- [What you will do]: If a line in the entries below includes "green", pick it out and copy it.

Records from a collection:
____________________

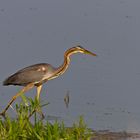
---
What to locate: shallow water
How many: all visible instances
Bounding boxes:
[0,0,140,133]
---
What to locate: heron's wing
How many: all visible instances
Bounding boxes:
[3,63,56,86]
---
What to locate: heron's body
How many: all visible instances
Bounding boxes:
[0,45,97,117]
[3,63,57,86]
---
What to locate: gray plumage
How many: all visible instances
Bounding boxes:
[3,63,56,86]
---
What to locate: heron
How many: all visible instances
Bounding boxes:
[0,45,97,116]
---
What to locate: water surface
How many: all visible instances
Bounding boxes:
[0,0,140,133]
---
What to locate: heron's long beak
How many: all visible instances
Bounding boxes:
[84,49,97,56]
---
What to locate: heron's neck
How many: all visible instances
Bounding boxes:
[48,51,71,80]
[56,52,71,77]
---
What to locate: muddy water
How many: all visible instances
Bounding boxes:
[0,0,140,135]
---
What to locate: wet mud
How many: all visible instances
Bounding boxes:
[91,131,140,140]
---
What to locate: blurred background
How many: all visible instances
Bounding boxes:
[0,0,140,132]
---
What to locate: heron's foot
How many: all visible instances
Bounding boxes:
[36,106,45,120]
[0,111,6,119]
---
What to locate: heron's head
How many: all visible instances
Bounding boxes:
[69,45,97,57]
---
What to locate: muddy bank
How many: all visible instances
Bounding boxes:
[91,131,140,140]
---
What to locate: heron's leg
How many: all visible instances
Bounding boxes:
[0,83,34,117]
[36,84,42,101]
[34,84,44,119]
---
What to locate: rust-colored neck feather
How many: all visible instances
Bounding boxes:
[48,48,77,80]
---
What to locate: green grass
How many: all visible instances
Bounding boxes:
[0,96,93,140]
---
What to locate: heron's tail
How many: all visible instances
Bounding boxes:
[3,74,17,86]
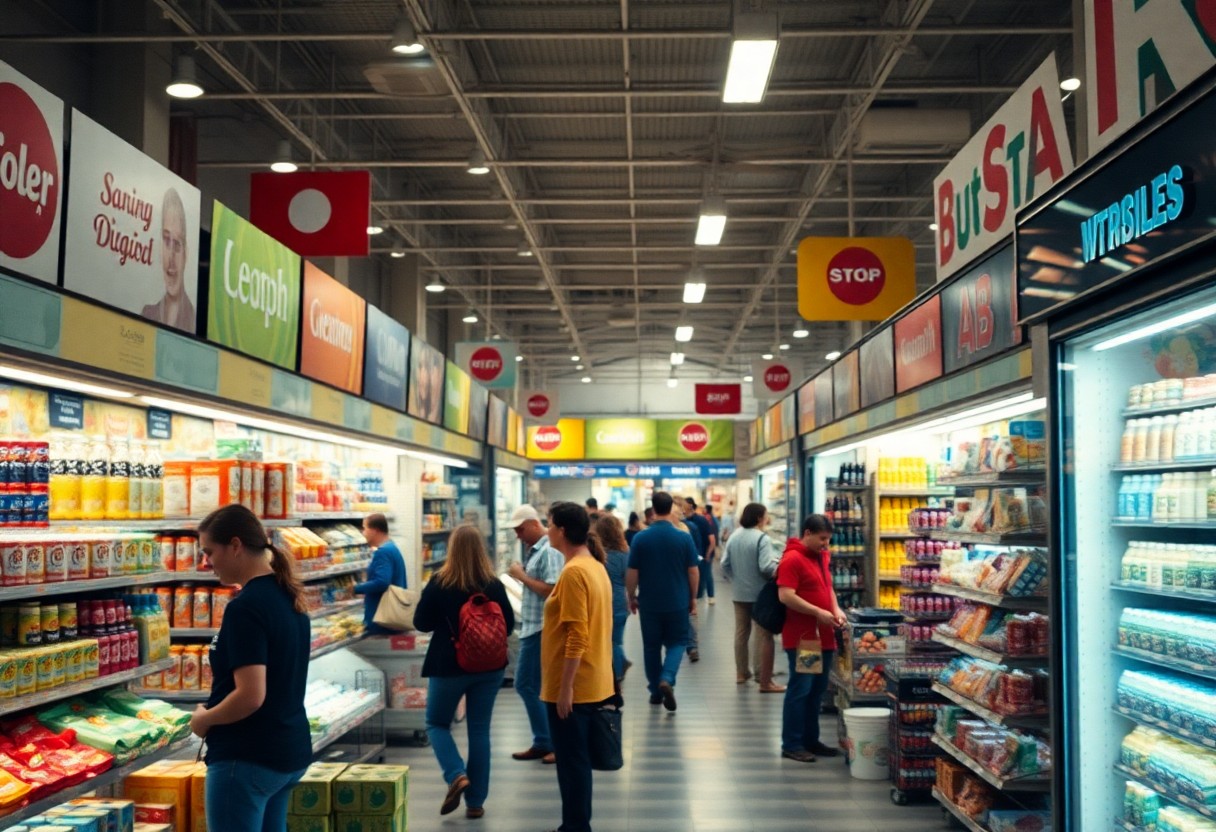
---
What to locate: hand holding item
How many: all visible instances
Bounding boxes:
[507,561,526,582]
[190,705,210,738]
[816,608,838,628]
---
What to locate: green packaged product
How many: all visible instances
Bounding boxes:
[97,689,191,739]
[333,805,407,832]
[291,764,349,816]
[287,816,333,832]
[333,765,409,815]
[37,699,164,762]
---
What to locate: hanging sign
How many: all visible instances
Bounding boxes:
[934,55,1073,281]
[813,372,834,427]
[895,294,943,393]
[797,379,816,435]
[531,463,738,480]
[526,418,586,460]
[443,360,472,435]
[407,335,444,425]
[363,304,410,412]
[752,357,802,401]
[1085,0,1216,154]
[585,418,658,460]
[0,59,64,285]
[694,383,742,415]
[522,389,560,425]
[941,245,1021,373]
[797,236,916,321]
[249,170,371,257]
[860,327,895,408]
[63,111,202,333]
[48,392,83,430]
[300,262,366,394]
[454,341,517,390]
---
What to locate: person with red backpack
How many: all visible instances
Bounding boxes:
[413,526,515,820]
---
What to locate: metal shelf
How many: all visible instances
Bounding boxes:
[1112,459,1216,472]
[0,736,196,825]
[1115,763,1216,820]
[878,489,955,497]
[930,682,1048,728]
[1114,644,1216,682]
[1112,581,1216,604]
[937,470,1046,487]
[298,560,371,582]
[931,788,990,832]
[307,599,364,620]
[1124,395,1216,418]
[1115,705,1216,751]
[930,583,1048,609]
[0,656,178,719]
[131,687,210,702]
[930,632,1047,666]
[1111,518,1216,529]
[42,512,385,532]
[826,484,869,492]
[310,633,367,660]
[878,572,903,582]
[924,529,1047,546]
[0,572,175,602]
[170,628,218,638]
[931,734,1051,792]
[311,701,386,754]
[879,531,931,539]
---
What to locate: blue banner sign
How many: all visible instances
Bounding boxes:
[531,463,738,480]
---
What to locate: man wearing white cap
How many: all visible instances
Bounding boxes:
[505,505,565,765]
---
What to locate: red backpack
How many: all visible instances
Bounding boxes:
[453,592,508,673]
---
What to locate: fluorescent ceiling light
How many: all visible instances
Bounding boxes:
[779,343,790,351]
[517,242,534,257]
[870,394,1045,451]
[1093,301,1216,352]
[367,225,385,235]
[683,282,707,304]
[667,377,679,389]
[675,325,694,342]
[462,312,478,324]
[670,352,685,366]
[761,352,773,360]
[403,449,468,468]
[269,140,297,174]
[722,12,779,104]
[1060,77,1082,92]
[928,222,939,231]
[571,355,580,361]
[0,366,133,399]
[515,355,524,362]
[576,364,585,370]
[391,18,425,54]
[743,375,753,383]
[825,350,841,361]
[390,249,406,258]
[581,376,592,384]
[792,327,809,338]
[466,149,490,175]
[425,279,445,293]
[695,197,727,246]
[166,56,204,99]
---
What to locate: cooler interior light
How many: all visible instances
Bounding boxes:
[0,366,133,400]
[1091,301,1216,352]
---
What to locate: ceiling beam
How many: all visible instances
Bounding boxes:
[197,155,950,169]
[374,195,928,207]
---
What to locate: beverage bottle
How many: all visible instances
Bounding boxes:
[1178,412,1194,459]
[855,496,865,523]
[145,442,164,519]
[1191,472,1208,521]
[1153,474,1170,521]
[1121,421,1136,463]
[849,562,860,589]
[1207,470,1216,520]
[1147,416,1164,462]
[127,441,144,521]
[105,438,130,520]
[81,436,109,520]
[1200,411,1214,458]
[139,442,156,519]
[1162,415,1178,462]
[1133,419,1150,462]
[1117,476,1131,517]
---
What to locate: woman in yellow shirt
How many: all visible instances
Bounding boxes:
[541,502,614,832]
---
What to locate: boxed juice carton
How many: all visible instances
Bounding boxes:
[333,805,407,832]
[123,762,193,823]
[333,765,408,815]
[69,796,136,832]
[162,462,192,519]
[290,763,349,816]
[287,815,333,832]
[38,816,104,832]
[189,461,240,516]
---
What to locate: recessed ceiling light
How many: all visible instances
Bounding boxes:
[792,327,809,338]
[466,149,490,175]
[581,376,592,384]
[571,355,580,361]
[166,56,204,99]
[825,350,841,361]
[779,343,790,351]
[762,352,773,360]
[367,225,385,235]
[425,279,445,293]
[675,325,694,342]
[269,140,297,173]
[1060,77,1081,92]
[743,375,753,383]
[391,18,425,55]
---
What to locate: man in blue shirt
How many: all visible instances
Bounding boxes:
[505,505,564,763]
[626,491,699,712]
[355,513,407,635]
[685,496,717,606]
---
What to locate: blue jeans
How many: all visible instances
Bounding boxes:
[781,648,835,753]
[205,759,306,832]
[548,702,595,832]
[697,559,715,599]
[611,612,629,679]
[427,670,505,809]
[639,610,689,695]
[515,633,552,751]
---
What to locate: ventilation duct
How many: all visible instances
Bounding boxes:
[854,109,971,152]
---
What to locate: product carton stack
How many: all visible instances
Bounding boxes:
[10,796,135,831]
[289,762,409,832]
[122,759,208,832]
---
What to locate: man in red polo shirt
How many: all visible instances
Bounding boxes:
[776,514,847,762]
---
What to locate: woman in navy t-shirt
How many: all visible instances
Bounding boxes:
[189,504,312,832]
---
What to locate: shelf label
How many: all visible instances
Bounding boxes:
[271,369,311,418]
[146,408,172,440]
[155,330,219,394]
[60,298,156,379]
[310,384,344,426]
[49,392,83,429]
[0,274,62,356]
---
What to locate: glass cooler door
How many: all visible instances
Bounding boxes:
[1057,284,1216,831]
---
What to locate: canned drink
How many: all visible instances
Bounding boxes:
[23,539,44,583]
[89,599,106,633]
[193,587,212,629]
[40,604,59,644]
[265,464,287,518]
[9,442,28,489]
[163,647,182,689]
[157,535,176,571]
[44,540,67,582]
[0,540,23,586]
[91,537,112,577]
[29,442,49,487]
[14,651,35,694]
[81,639,99,678]
[240,462,253,509]
[138,536,155,572]
[252,463,265,518]
[67,538,89,580]
[0,607,15,647]
[103,599,118,632]
[0,440,10,492]
[17,603,40,646]
[97,635,111,676]
[65,643,83,682]
[181,646,200,689]
[59,602,77,640]
[173,586,194,628]
[0,494,12,527]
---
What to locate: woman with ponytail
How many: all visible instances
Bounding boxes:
[189,504,311,832]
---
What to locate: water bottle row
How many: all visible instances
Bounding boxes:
[1116,472,1216,522]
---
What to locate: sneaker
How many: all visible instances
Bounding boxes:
[659,681,677,712]
[440,774,469,815]
[649,694,663,705]
[708,598,716,605]
[781,749,816,763]
[808,742,840,757]
[688,649,700,663]
[466,808,485,820]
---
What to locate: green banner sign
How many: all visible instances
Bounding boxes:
[207,202,301,370]
[585,418,657,460]
[657,419,734,460]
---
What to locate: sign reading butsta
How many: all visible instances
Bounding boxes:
[0,59,63,285]
[455,341,517,390]
[207,201,302,371]
[752,357,802,400]
[797,236,916,322]
[933,55,1073,282]
[300,262,365,394]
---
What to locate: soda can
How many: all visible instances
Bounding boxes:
[0,440,11,492]
[59,602,77,640]
[17,603,41,646]
[8,442,27,489]
[29,492,49,527]
[29,442,49,487]
[40,604,59,644]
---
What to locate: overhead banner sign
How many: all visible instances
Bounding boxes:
[813,372,833,428]
[455,340,517,390]
[1085,0,1216,154]
[941,245,1021,373]
[532,463,738,480]
[695,383,742,415]
[300,262,365,394]
[363,304,410,412]
[207,201,301,371]
[63,111,202,333]
[797,236,916,321]
[522,389,559,425]
[407,335,444,425]
[832,351,861,418]
[797,379,816,435]
[527,418,586,461]
[487,396,508,448]
[895,294,943,393]
[934,55,1073,281]
[444,360,472,436]
[585,418,658,460]
[752,357,802,401]
[656,419,734,461]
[249,170,370,257]
[860,327,895,409]
[0,59,64,285]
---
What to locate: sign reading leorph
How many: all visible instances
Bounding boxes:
[1085,0,1216,155]
[0,59,64,285]
[522,389,559,425]
[797,236,916,322]
[752,357,802,400]
[455,341,517,390]
[694,383,742,415]
[933,55,1073,282]
[249,171,371,257]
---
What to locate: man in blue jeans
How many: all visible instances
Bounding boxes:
[505,505,564,764]
[626,491,699,712]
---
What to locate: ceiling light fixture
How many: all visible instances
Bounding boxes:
[515,355,524,362]
[683,281,707,304]
[761,352,773,360]
[0,365,133,400]
[571,355,580,362]
[670,352,685,366]
[723,12,780,104]
[269,140,297,174]
[928,222,939,231]
[743,375,753,383]
[424,279,445,293]
[516,242,534,258]
[390,248,406,259]
[792,326,809,339]
[695,196,727,246]
[1060,77,1082,92]
[166,55,204,99]
[466,149,490,175]
[667,376,679,389]
[779,343,790,351]
[462,311,478,324]
[367,225,385,235]
[675,325,694,342]
[581,376,592,384]
[825,350,841,361]
[576,364,584,370]
[390,18,426,55]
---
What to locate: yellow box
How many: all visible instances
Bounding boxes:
[291,763,348,816]
[189,762,208,832]
[124,762,193,822]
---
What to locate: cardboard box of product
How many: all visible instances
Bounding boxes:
[333,765,408,815]
[134,804,175,826]
[40,816,104,832]
[291,762,350,815]
[333,805,407,832]
[188,762,208,832]
[287,815,333,832]
[133,825,173,832]
[69,796,136,832]
[124,762,194,826]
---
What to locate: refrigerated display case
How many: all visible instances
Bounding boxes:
[494,464,526,571]
[756,458,794,545]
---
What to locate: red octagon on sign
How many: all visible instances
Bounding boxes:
[534,425,562,452]
[527,394,551,418]
[678,422,710,454]
[0,81,59,260]
[469,346,504,383]
[764,364,792,393]
[826,246,886,306]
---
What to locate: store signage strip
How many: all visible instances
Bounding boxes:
[217,350,272,410]
[1078,164,1184,264]
[940,245,1022,374]
[0,274,61,356]
[311,384,345,426]
[60,298,156,380]
[154,330,219,395]
[344,396,372,434]
[271,369,312,418]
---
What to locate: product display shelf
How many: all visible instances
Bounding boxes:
[931,787,991,832]
[930,632,1046,666]
[310,633,367,661]
[886,666,947,804]
[923,529,1047,546]
[880,489,956,498]
[46,512,388,532]
[421,528,456,536]
[310,700,386,755]
[0,735,196,826]
[1111,518,1216,528]
[930,733,1051,792]
[1124,395,1216,418]
[1113,644,1216,681]
[1112,581,1216,603]
[306,599,364,620]
[297,560,371,581]
[1114,705,1216,751]
[930,682,1049,728]
[0,656,178,719]
[879,571,903,582]
[168,627,217,638]
[130,687,210,702]
[1112,459,1216,473]
[0,572,174,602]
[1114,764,1216,820]
[930,584,1049,610]
[936,470,1046,487]
[421,556,446,568]
[829,669,886,705]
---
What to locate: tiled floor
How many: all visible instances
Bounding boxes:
[387,581,948,831]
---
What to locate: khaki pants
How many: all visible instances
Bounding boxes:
[733,601,776,686]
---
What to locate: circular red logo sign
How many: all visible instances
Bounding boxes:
[534,426,562,452]
[678,422,710,454]
[527,394,551,418]
[0,81,59,260]
[826,246,885,306]
[764,364,792,393]
[469,346,504,383]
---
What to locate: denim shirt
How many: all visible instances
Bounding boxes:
[520,535,564,638]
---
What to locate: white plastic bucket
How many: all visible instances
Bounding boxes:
[842,707,891,780]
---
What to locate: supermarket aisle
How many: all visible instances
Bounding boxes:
[386,578,947,832]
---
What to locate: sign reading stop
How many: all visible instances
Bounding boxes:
[796,236,914,322]
[827,247,886,306]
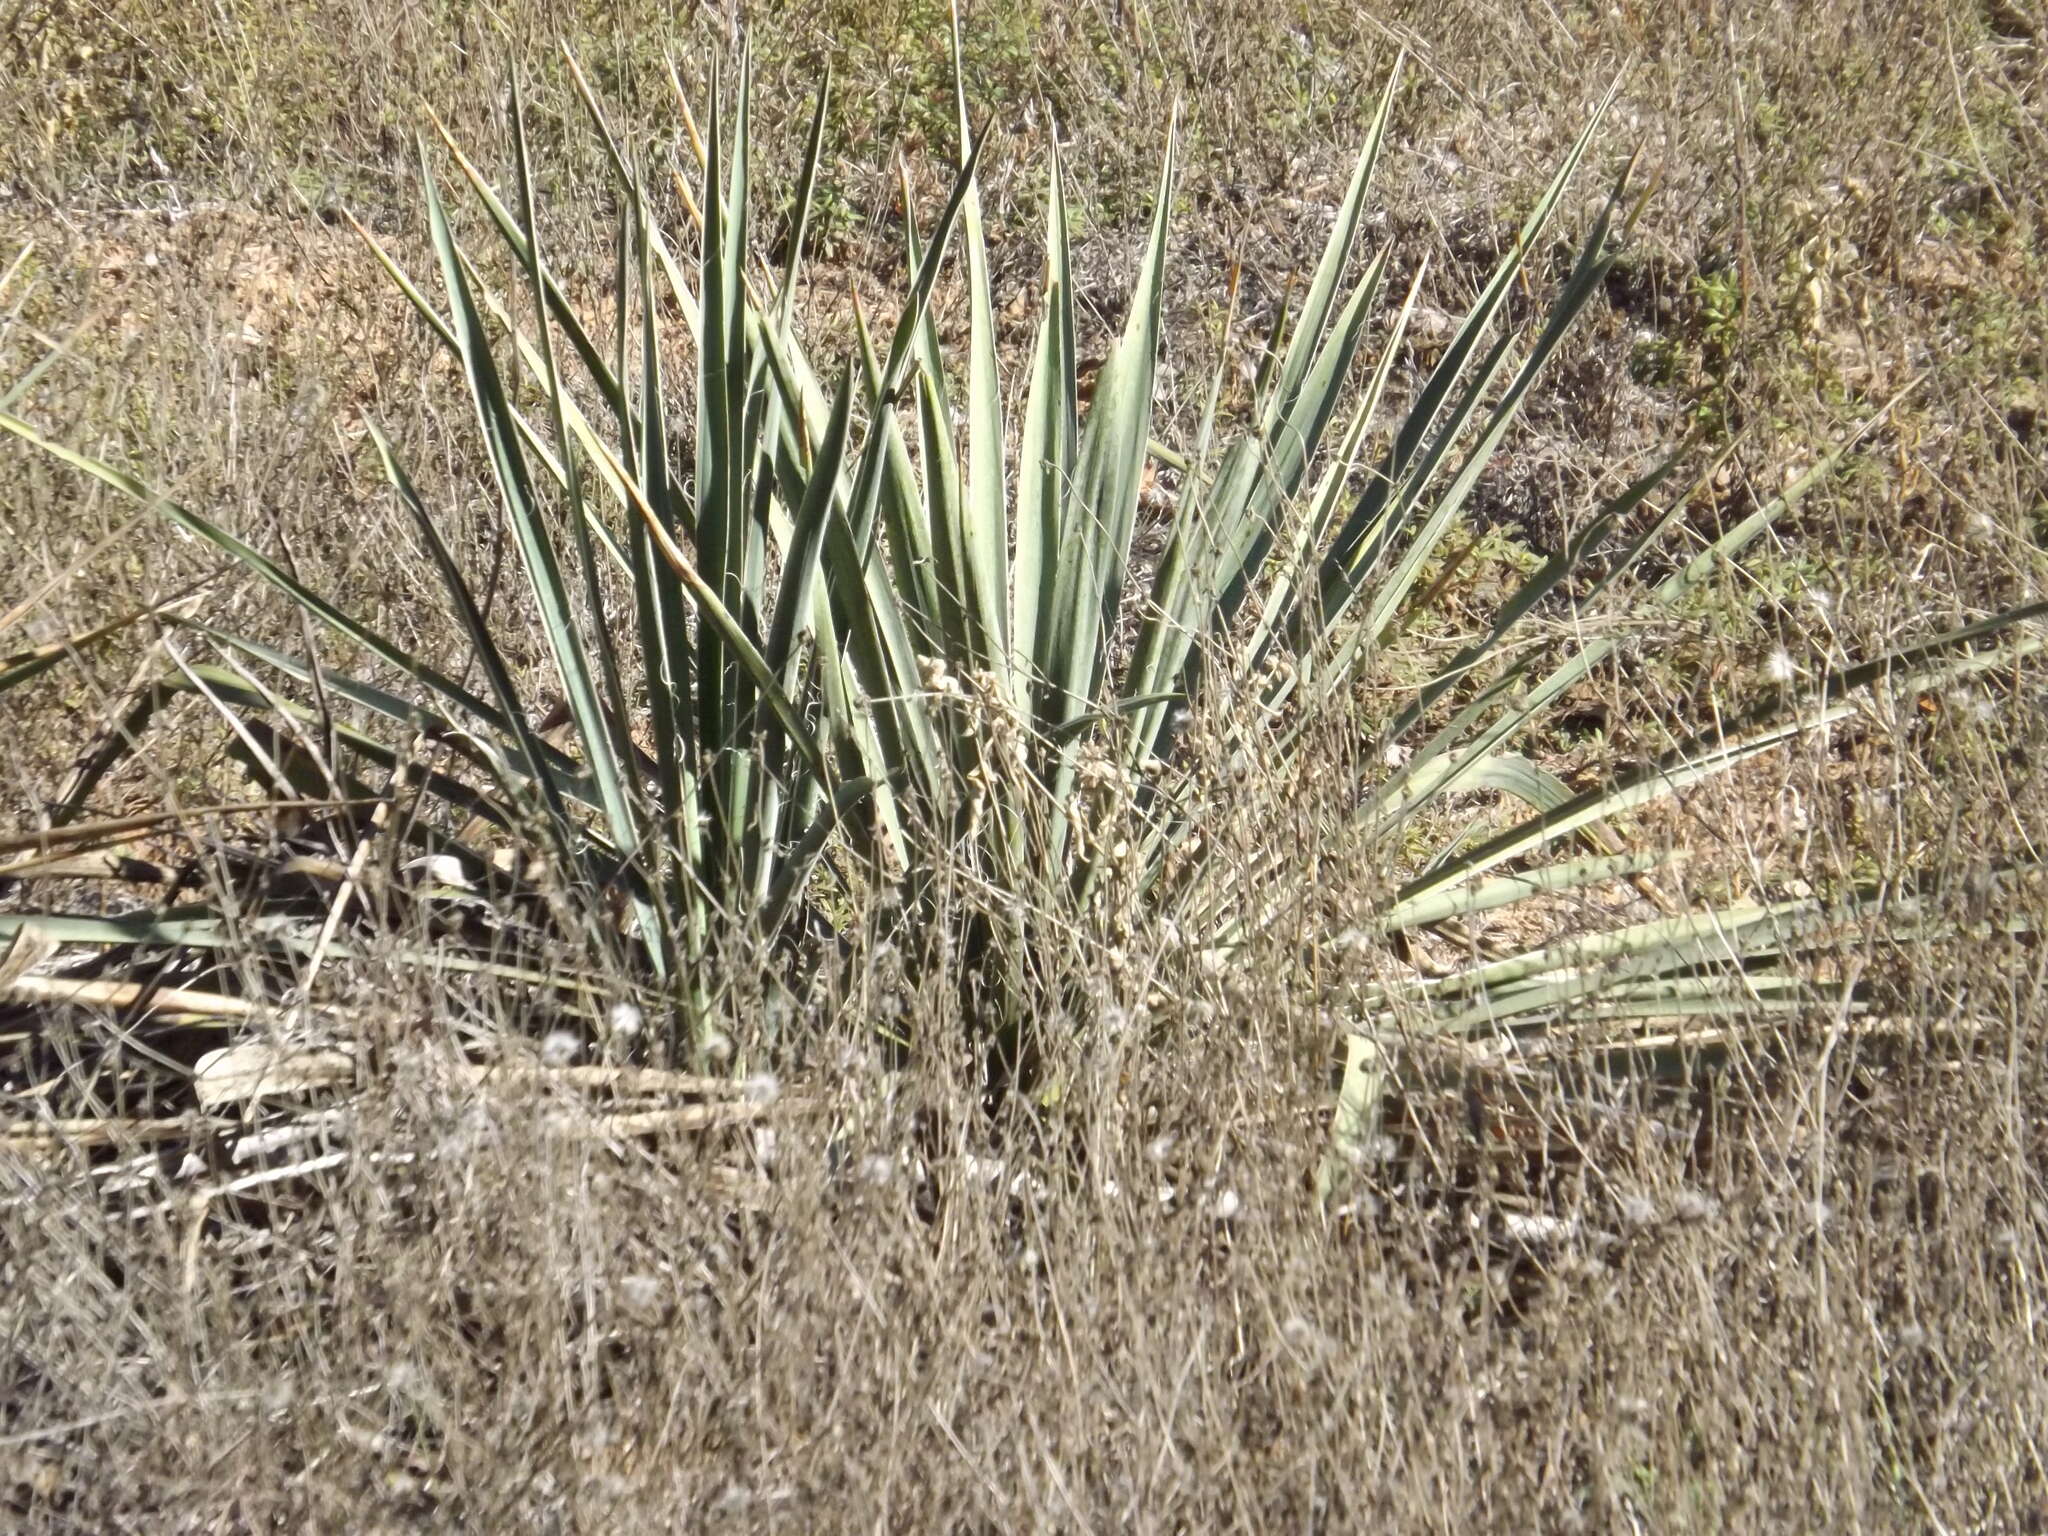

____________________

- [Answer to the exercise]:
What to locate: green grass
What to locate: green packaged product
What to locate: green banner sign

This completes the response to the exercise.